Work to complete —
Whatever appears in the records apart from pictures must be reproduced exactly.

(Dataset records)

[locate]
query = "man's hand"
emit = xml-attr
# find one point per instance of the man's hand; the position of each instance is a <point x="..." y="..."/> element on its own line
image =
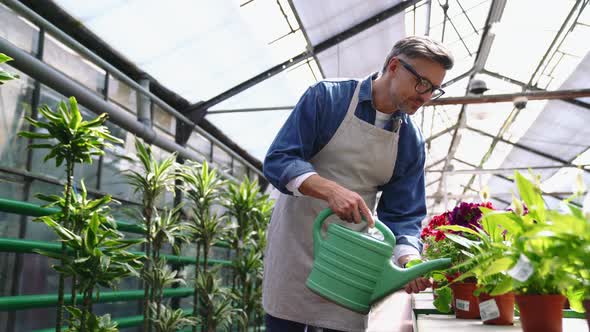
<point x="346" y="204"/>
<point x="417" y="285"/>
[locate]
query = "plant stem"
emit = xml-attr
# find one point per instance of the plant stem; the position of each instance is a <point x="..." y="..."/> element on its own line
<point x="196" y="291"/>
<point x="205" y="262"/>
<point x="86" y="309"/>
<point x="66" y="223"/>
<point x="147" y="213"/>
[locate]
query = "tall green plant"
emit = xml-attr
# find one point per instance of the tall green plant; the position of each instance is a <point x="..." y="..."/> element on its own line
<point x="166" y="228"/>
<point x="72" y="140"/>
<point x="250" y="211"/>
<point x="543" y="252"/>
<point x="203" y="188"/>
<point x="217" y="303"/>
<point x="152" y="181"/>
<point x="170" y="320"/>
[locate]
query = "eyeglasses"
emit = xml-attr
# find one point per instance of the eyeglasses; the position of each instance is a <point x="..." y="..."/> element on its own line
<point x="423" y="85"/>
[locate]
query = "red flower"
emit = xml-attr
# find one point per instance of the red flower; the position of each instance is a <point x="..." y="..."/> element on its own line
<point x="430" y="229"/>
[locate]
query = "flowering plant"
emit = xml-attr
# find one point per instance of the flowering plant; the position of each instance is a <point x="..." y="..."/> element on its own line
<point x="436" y="240"/>
<point x="440" y="240"/>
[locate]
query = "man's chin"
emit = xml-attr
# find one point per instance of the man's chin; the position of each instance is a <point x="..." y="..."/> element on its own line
<point x="410" y="110"/>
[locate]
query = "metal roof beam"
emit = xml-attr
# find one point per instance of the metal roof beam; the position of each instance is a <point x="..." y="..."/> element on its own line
<point x="197" y="111"/>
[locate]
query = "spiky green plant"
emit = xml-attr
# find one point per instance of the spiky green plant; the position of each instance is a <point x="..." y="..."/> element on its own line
<point x="152" y="181"/>
<point x="158" y="277"/>
<point x="241" y="204"/>
<point x="218" y="301"/>
<point x="99" y="258"/>
<point x="71" y="139"/>
<point x="93" y="323"/>
<point x="4" y="75"/>
<point x="250" y="211"/>
<point x="170" y="320"/>
<point x="203" y="188"/>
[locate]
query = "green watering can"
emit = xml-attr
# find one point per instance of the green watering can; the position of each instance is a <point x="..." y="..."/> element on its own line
<point x="355" y="270"/>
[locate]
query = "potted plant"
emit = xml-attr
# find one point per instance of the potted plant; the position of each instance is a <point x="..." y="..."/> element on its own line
<point x="536" y="257"/>
<point x="203" y="189"/>
<point x="72" y="140"/>
<point x="438" y="238"/>
<point x="153" y="180"/>
<point x="486" y="256"/>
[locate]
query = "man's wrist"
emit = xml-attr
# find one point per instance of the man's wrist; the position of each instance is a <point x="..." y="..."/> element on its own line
<point x="403" y="260"/>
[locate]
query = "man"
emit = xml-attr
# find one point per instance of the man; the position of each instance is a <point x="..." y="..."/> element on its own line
<point x="345" y="141"/>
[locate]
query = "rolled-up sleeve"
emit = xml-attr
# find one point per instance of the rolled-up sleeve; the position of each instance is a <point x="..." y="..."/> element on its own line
<point x="402" y="206"/>
<point x="293" y="147"/>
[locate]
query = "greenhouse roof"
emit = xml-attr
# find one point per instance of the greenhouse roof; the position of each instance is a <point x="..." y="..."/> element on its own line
<point x="243" y="65"/>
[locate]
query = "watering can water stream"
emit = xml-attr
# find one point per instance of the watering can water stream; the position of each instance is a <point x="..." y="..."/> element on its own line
<point x="355" y="270"/>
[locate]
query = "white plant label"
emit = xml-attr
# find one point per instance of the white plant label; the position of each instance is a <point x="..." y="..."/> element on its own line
<point x="522" y="270"/>
<point x="462" y="305"/>
<point x="489" y="310"/>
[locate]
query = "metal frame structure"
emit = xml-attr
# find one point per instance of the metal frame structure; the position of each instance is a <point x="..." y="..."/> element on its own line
<point x="197" y="111"/>
<point x="47" y="26"/>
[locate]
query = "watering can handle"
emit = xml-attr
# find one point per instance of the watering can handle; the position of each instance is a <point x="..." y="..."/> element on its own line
<point x="319" y="222"/>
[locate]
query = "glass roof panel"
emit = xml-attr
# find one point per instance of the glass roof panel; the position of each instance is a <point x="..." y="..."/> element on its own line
<point x="472" y="146"/>
<point x="520" y="43"/>
<point x="191" y="36"/>
<point x="254" y="131"/>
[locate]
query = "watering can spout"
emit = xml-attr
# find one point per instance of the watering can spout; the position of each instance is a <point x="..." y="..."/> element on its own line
<point x="395" y="278"/>
<point x="354" y="269"/>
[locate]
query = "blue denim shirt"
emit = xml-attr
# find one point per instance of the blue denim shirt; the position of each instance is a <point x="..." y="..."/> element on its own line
<point x="314" y="121"/>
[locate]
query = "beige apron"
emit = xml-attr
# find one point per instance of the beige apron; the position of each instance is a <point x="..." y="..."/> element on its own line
<point x="359" y="157"/>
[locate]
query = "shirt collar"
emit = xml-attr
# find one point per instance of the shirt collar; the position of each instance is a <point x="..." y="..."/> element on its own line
<point x="366" y="92"/>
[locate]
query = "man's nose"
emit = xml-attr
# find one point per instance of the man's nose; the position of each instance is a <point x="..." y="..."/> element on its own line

Solution for this task —
[locate]
query = "man's hand"
emit = xml-attr
# find one point per instance of the man's hand; the position of each instance is a <point x="..." y="..."/> element on its own line
image =
<point x="346" y="204"/>
<point x="417" y="285"/>
[locate]
query = "plant stem"
emit = xml-attr
# find one point per instance of the plant stem; the position of each instance is a <point x="..." y="..."/> element on its own line
<point x="196" y="291"/>
<point x="205" y="262"/>
<point x="86" y="309"/>
<point x="66" y="223"/>
<point x="147" y="213"/>
[locate]
query = "tall green plant"
emit = xml-attr
# find one point per instance of the tall green plant; the position of each instance is a <point x="..." y="..."/> element on its own line
<point x="166" y="228"/>
<point x="72" y="140"/>
<point x="250" y="211"/>
<point x="543" y="252"/>
<point x="203" y="188"/>
<point x="217" y="303"/>
<point x="152" y="181"/>
<point x="170" y="320"/>
[locate]
query = "eyeglasses"
emit = xml-attr
# find one point per instance of the eyeglasses; the position of each instance is a <point x="..." y="..."/> element on its own line
<point x="423" y="85"/>
[locate]
query = "red flower"
emit = xml-attr
# find one point per instance of the red flower; the position of each instance is a <point x="..." y="..."/> element on its own line
<point x="430" y="229"/>
[locate]
query = "flowering plant"
emit = xml-attr
# find one point per instance of the flowering plant; the position of each instance is a <point x="..." y="..."/> element on its own line
<point x="436" y="240"/>
<point x="440" y="240"/>
[locate]
query = "man's chin"
emit = xml-attr
# find one point per instance of the man's chin; the position of each instance is a <point x="..." y="..."/> element on its own line
<point x="410" y="110"/>
[locate]
query = "metal roof beam"
emit = xml-attr
# find one point per instance of the metal roof beam; the position of each instance is a <point x="..." y="..."/> element on its own line
<point x="197" y="111"/>
[locate]
query = "spiky green plant"
emit = xml-attr
# find one point per instance of the spiky green plant; the position of each instance is a <point x="..." y="..."/> element on its own line
<point x="152" y="181"/>
<point x="158" y="277"/>
<point x="241" y="204"/>
<point x="218" y="301"/>
<point x="99" y="258"/>
<point x="71" y="139"/>
<point x="93" y="323"/>
<point x="4" y="75"/>
<point x="250" y="211"/>
<point x="170" y="320"/>
<point x="203" y="188"/>
[locate]
query = "green watering can"
emit = xml-attr
# find one point per instance of the green watering can; the position of each instance is a <point x="..." y="..."/> element on its own line
<point x="355" y="270"/>
[locate]
query = "potted plant"
emit = xml-attr
# find one point per instance of the potted plant; the position of each instance is a <point x="..." y="..."/> element on its own line
<point x="536" y="257"/>
<point x="203" y="189"/>
<point x="72" y="140"/>
<point x="438" y="238"/>
<point x="153" y="180"/>
<point x="486" y="256"/>
[locate]
query = "man's wrist"
emit = xml-attr
# find one point per instance of the man's wrist; the position of each instance is a <point x="..." y="..."/> element on its own line
<point x="403" y="260"/>
[locate]
query = "man"
emit = xml-attr
# find one point per instance of the man; the position of each instance is a <point x="..." y="..."/> element on its own line
<point x="345" y="141"/>
[locate]
query = "rolled-up sleeve"
emit = xml-attr
# find one point per instance of the rolled-up sleeve; the position of each instance is a <point x="..." y="..."/> element on its own line
<point x="402" y="206"/>
<point x="293" y="147"/>
[locate]
query = "greenhouse roof"
emit = xml-attr
# find one point per instance of the greenhouse roof; the position of each instance is a <point x="..." y="..."/> element on its own line
<point x="243" y="65"/>
[locate]
query = "watering can water stream"
emit = xml-attr
# find one point per instance of the watering can water stream; the position of each instance is a <point x="..." y="..."/> element on its own line
<point x="355" y="270"/>
[locate]
query = "white plant label"
emit = xml-attr
# find one point per instance of the white plant label; the position of each instance is a <point x="..." y="..."/> element on its own line
<point x="522" y="270"/>
<point x="462" y="305"/>
<point x="489" y="310"/>
[locate]
query = "metal frame structure"
emit = xml-attr
# find one point per instance of the metal frame structure; the position of each instance is a <point x="..." y="..."/> element on its own line
<point x="197" y="111"/>
<point x="47" y="26"/>
[locate]
query = "watering can handle"
emit = xml-attr
# find one point per instance of the watering can handle; the position of each instance is a <point x="..." y="..."/> element on its own line
<point x="319" y="222"/>
[locate]
query = "glass roof panel"
emit = xml-attr
# find one point per instance of the glass roof panel; the position of each instance is a <point x="..." y="..."/> element on its own line
<point x="472" y="146"/>
<point x="520" y="43"/>
<point x="191" y="36"/>
<point x="254" y="131"/>
[locate]
query = "watering can spout"
emit = xml-attr
# find one point per instance of the watering can spout; the position of each instance is a <point x="..." y="..."/> element on its own line
<point x="395" y="278"/>
<point x="354" y="269"/>
[locate]
query = "blue denim shirt"
emit = xml-attr
# find one point per instance of the blue denim shirt; the position of each instance is a <point x="..." y="..."/> element on its own line
<point x="314" y="121"/>
[locate]
query = "beige apron"
emit = xml-attr
# find one point per instance of the beige apron; the position of each instance is a <point x="..." y="..."/> element on its own line
<point x="359" y="157"/>
[locate]
query = "shirt collar"
emit = xml-attr
# find one point per instance of the shirt collar; the position of each instance is a <point x="..." y="..."/> element on its own line
<point x="366" y="92"/>
[locate]
query = "man's nose"
emit = xml-attr
# find one point per instance of the man's nose; the position of each instance is a <point x="..." y="..."/> element on its own line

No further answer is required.